(Excerpt from a dataset)

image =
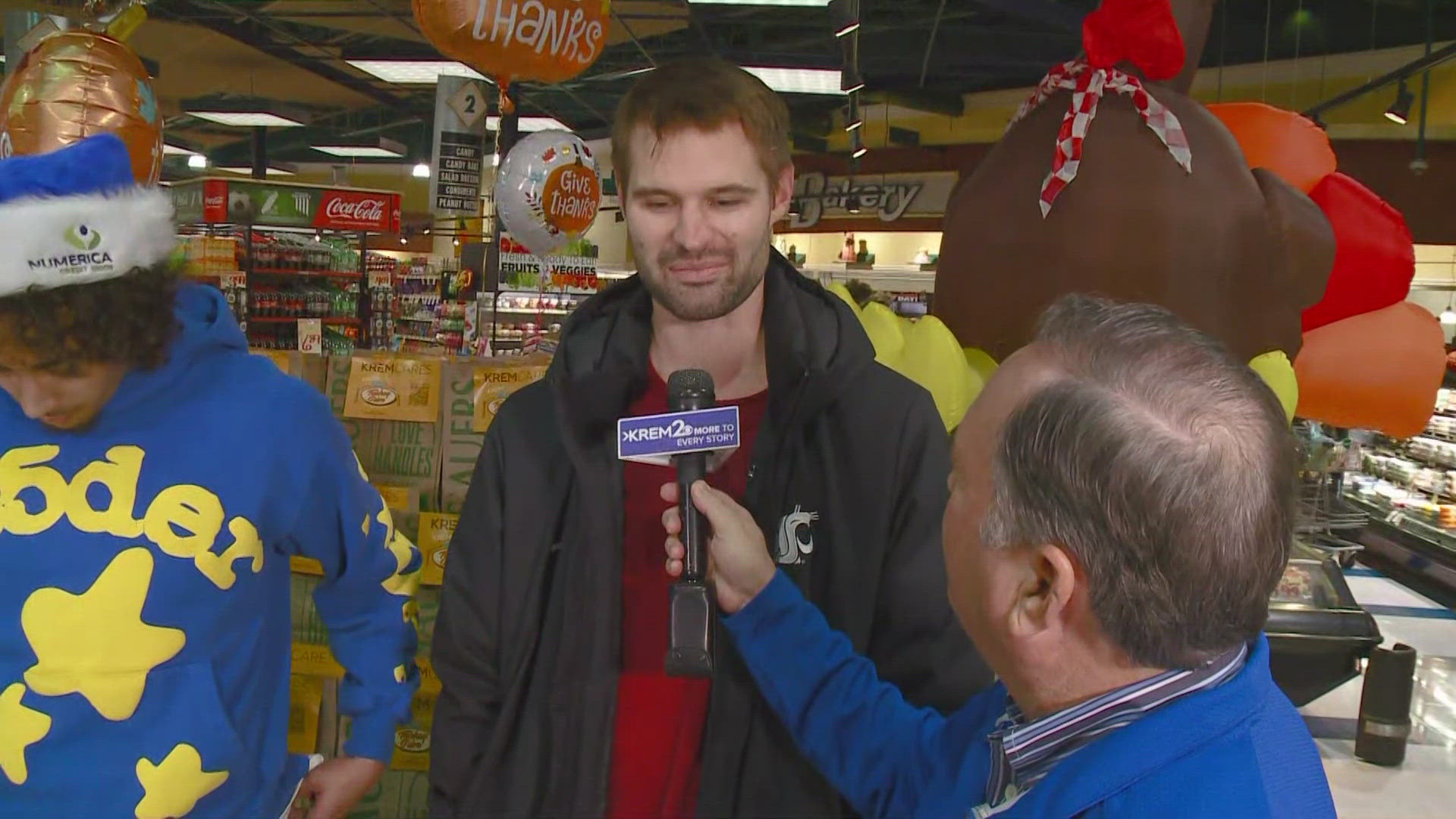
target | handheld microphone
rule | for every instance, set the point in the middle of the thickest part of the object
(689, 601)
(688, 436)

◆ Problem statement
Rewrite the rows with "thickest part" swapped for "widest part" and everything else left unchanged. Leave the pictures out.

◆ Answer for the task
image =
target | handheld microphone
rule | for every instance, set the point in the middle of the widest part of the object
(689, 601)
(688, 436)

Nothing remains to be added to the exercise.